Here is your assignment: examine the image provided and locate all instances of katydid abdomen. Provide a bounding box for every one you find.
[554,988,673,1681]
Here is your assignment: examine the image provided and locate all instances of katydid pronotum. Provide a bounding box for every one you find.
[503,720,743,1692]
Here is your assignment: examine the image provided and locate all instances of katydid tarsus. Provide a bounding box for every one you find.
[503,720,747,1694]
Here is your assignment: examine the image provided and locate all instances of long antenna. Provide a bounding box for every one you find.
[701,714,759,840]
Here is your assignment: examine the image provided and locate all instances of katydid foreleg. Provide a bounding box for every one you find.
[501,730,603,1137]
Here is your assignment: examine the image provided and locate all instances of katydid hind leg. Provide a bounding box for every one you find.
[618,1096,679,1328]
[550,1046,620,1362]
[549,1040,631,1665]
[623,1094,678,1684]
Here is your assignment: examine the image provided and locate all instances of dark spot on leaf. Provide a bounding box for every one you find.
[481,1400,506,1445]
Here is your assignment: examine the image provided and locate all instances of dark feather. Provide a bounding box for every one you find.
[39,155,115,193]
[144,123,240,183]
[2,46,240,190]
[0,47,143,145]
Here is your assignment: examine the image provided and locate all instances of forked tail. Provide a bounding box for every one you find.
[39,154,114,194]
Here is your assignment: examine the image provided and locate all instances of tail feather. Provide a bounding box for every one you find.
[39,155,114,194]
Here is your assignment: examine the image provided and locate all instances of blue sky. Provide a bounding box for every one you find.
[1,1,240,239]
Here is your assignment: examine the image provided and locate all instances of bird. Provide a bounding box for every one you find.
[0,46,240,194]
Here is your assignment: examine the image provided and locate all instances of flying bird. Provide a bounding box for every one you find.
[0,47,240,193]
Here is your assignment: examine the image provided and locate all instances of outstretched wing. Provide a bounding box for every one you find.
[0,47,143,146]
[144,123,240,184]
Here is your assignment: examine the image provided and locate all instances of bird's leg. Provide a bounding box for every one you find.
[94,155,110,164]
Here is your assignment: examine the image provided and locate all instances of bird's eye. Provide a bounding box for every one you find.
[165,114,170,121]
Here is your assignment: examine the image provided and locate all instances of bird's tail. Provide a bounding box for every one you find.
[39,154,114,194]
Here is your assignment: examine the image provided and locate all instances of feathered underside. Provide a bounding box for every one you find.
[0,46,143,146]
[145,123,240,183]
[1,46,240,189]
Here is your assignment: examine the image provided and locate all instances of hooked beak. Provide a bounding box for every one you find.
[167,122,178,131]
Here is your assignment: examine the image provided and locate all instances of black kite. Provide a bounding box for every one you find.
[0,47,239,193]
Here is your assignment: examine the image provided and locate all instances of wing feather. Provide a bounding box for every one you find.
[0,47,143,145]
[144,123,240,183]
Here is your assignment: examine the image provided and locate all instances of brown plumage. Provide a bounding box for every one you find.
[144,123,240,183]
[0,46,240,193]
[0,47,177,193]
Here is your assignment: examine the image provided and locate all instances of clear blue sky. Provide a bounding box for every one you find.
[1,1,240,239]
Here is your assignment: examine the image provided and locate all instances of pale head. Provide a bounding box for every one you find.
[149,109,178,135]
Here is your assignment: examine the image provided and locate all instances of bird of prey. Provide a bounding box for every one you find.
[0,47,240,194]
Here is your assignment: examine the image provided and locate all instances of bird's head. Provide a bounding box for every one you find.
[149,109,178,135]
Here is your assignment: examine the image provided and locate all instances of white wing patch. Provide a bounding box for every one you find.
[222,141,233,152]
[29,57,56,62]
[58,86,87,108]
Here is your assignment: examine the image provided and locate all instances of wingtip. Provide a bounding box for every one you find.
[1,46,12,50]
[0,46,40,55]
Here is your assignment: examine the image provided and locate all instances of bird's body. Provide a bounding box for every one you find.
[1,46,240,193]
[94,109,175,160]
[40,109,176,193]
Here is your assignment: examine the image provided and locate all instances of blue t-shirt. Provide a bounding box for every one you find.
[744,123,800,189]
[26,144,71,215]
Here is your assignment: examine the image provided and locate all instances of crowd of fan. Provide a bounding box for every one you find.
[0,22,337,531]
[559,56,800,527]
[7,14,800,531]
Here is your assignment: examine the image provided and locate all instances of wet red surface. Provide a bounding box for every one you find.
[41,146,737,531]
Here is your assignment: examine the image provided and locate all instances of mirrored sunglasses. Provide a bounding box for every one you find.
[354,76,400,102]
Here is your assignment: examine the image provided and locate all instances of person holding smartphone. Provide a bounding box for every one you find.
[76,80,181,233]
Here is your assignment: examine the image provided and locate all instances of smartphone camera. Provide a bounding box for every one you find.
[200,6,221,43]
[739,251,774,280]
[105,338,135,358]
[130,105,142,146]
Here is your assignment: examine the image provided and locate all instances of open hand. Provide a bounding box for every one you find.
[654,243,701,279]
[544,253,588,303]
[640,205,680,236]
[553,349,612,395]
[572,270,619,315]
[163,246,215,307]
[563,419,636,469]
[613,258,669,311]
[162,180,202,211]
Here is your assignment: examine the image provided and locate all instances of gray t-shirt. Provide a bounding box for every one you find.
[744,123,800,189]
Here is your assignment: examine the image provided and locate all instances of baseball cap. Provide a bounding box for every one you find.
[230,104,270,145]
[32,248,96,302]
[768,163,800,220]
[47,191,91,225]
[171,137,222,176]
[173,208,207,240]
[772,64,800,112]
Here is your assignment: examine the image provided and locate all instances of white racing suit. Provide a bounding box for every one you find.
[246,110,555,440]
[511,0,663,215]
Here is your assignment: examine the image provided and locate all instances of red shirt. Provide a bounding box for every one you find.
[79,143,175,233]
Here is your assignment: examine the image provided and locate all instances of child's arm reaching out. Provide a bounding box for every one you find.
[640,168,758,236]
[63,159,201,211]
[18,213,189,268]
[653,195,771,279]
____________
> _WHAT IS REQUIRED_: Retype the listing exactly. Leave nothing out.

> _TASK ANSWER_:
Here is your assignment: examine the image provided and locate all instances of katydid abdomen. Provide a bounding box for every one you find.
[554,988,673,1681]
Here is your assignment: examine the image provided and locate all instances of katydid pronotum. Provide a bounding box for every one you find.
[503,720,743,1692]
Here is your assignment: examine the image provided and locate all instances of katydid tarsus. Provide a bounding box for every one you find.
[503,720,747,1694]
Here is your assignment: examine the image provided and locate all instances of long antenna. Provide a bounding box for every one you find.
[701,714,759,840]
Here is your assignment: examine the image provided and locate all instances of katydid foreleg. Provide a bounding box for every one you find.
[501,730,603,1137]
Here is your assignment: examine the image provided and locate all instances of katydid hind leg. Provide a bounding box for every one you find.
[618,1096,679,1328]
[550,1046,620,1362]
[549,1040,631,1665]
[623,1094,678,1684]
Here is your assignment: examine the image provided and locate all instances of dark spot on leaf. Provide a bounding box for every one you find.
[481,1400,506,1445]
Here is your assignment: examine the image provided and locate all instances of dark feather. Provide a bounding box for every one you find.
[39,155,115,193]
[144,123,240,183]
[2,46,240,190]
[0,47,143,145]
Here is your assignment: examine the image provided and locate all instances of forked tail. Provide a bounding box for every one you find.
[39,154,114,194]
Here is your assignment: examine the image provided and locate all instances of tail feather. Provide a bounding box for every one you find.
[39,155,114,194]
Here is your assignment: examine the image provided and locate all instances of blue sky. Provide a bounding box for every one you find.
[1,1,240,239]
Here is your assignment: examine the image provided and locate all instances of bird. Provide a bounding box for every one you find.
[0,46,240,194]
Here is your assignment: examine the image provided and locate all instances of flying bird. Provide a bounding box for every one you find.
[0,47,240,193]
Here is your assignment: examine the image provided and locate all instances of outstretched wing. Provide a bounding box for every one you find.
[0,47,143,146]
[144,123,240,184]
Here is your assignment: examine the image provided and locate all instances of bird's leg. Provide a bounding box for every one you find.
[94,155,110,164]
Here is your assignment: examine the image provided and locate all instances of bird's eye. Provide a bounding box for every one you find.
[165,114,170,121]
Here is your assignment: examine the image provided and locate all instances of bird's tail. Provide a bounding box for every one you find.
[39,154,114,194]
Here is your assignment: examine the image provided and locate all instances of feathered underside. Provide a bounding box for every one you find.
[0,46,143,146]
[145,123,240,183]
[1,46,240,189]
Here is your assignment: examine the image provided and locate all instances of hooked beak. Provide a bounding box for every one you find.
[167,122,178,131]
Here is your assignment: examine the image provided and locate all instances of black kite. Provide a bounding box for every one you find.
[0,47,239,193]
Here is your assignment: examine the image provided and locate all instances of wing feather. Provide a bounding box for every one you find.
[0,47,143,145]
[144,123,240,183]
Here is your assignment: examine the image provided and locate all instances of brown plumage. Provide a bounding box for every one you find.
[144,123,240,183]
[0,46,240,193]
[0,47,177,193]
Here is your assignment: examine the image provided and locate all instances of clear blue sky. Provide a bounding box for every one you find.
[1,1,240,239]
Here is your assignment: examine the image provided and locate all instances of pale head. Provide a bounding box for every one you find.
[149,109,178,135]
Here is your assignment: examine the image provided and locate all instances of bird of prey. Provide a bounding box for every one you find.
[0,47,240,194]
Here is your assignment: examine the image provided and locate all instances of bird's head. Provide a bounding box for every one you find.
[149,109,178,135]
Here is your assignment: examine the image provided and locate all instances of white wing patch. Provide a bounding box for every one you find.
[222,141,233,152]
[29,57,56,62]
[58,86,87,108]
Here is your assignment: examine the image provided and locate all instances of wingtip. Provide a bounding box for every one you find.
[1,46,12,50]
[0,46,40,55]
Here is your assignment: examine the image provided and locate all instances of bird's body. Provide a bounding box for every one you find.
[1,46,240,193]
[94,109,175,160]
[40,109,176,193]
Here is your assignment: examine the image provided and locate all instances of blue t-shirt. Provide a bounding box for every one you find.
[744,123,800,189]
[26,144,71,215]
Here is your assignment: examine the image provided and locate all instances of crowd of fan. Provide a bounding box for every one you find.
[0,22,337,531]
[559,56,800,527]
[7,14,800,531]
Here is your assignment: examine the image provided and locate all instances of wet red surface. Provide a bounding box for every one you find.
[41,146,737,531]
Here is your assignment: examine the image provided and locate all instances of mirrored sunglasses. Provide a bounding box for every one you find.
[354,76,400,102]
Here is your assignment: examine the image provided and locate all instances of person holding smartphone. Provide a bounding box for every one you find.
[76,80,181,233]
Here is your assignment: examine the image provided and locate all instances of smartphone camera. Provide a bounding box for every one you find.
[200,6,221,43]
[739,251,774,280]
[105,338,135,358]
[130,105,142,146]
Here is your assignment: examine the image provided and locate all instances of open hand. Provide a bounding box for every one you find.
[654,243,701,279]
[544,253,588,303]
[640,205,680,236]
[553,349,612,395]
[572,270,619,315]
[163,246,215,307]
[563,419,636,469]
[613,258,669,311]
[162,180,202,211]
Here is your assignment: examine the image provided and locate all instances of gray t-shirt. Provide a bounding box for every one you find.
[744,123,800,189]
Here is your assignment: examine the image provided and locate all instances of baseball cap. Provide a bounding box for every one you find.
[230,104,270,145]
[32,248,96,302]
[768,163,800,220]
[47,191,91,225]
[171,137,222,176]
[173,208,207,240]
[772,64,800,112]
Here is your assignment: examine the image provided and locate all instances of white racing suit. Provide a bounding box for every one you find.
[246,110,555,440]
[511,0,663,215]
Here is your assignment: examine the image provided and locate all instances of red shirt. Provide a bounding box for every one you find.
[79,143,175,233]
Here is your assignment: examine the image provided and locate all instances of child's arm reaching out. Provide a bounding box for every one you find.
[640,168,758,236]
[63,159,201,211]
[18,213,189,268]
[653,195,771,279]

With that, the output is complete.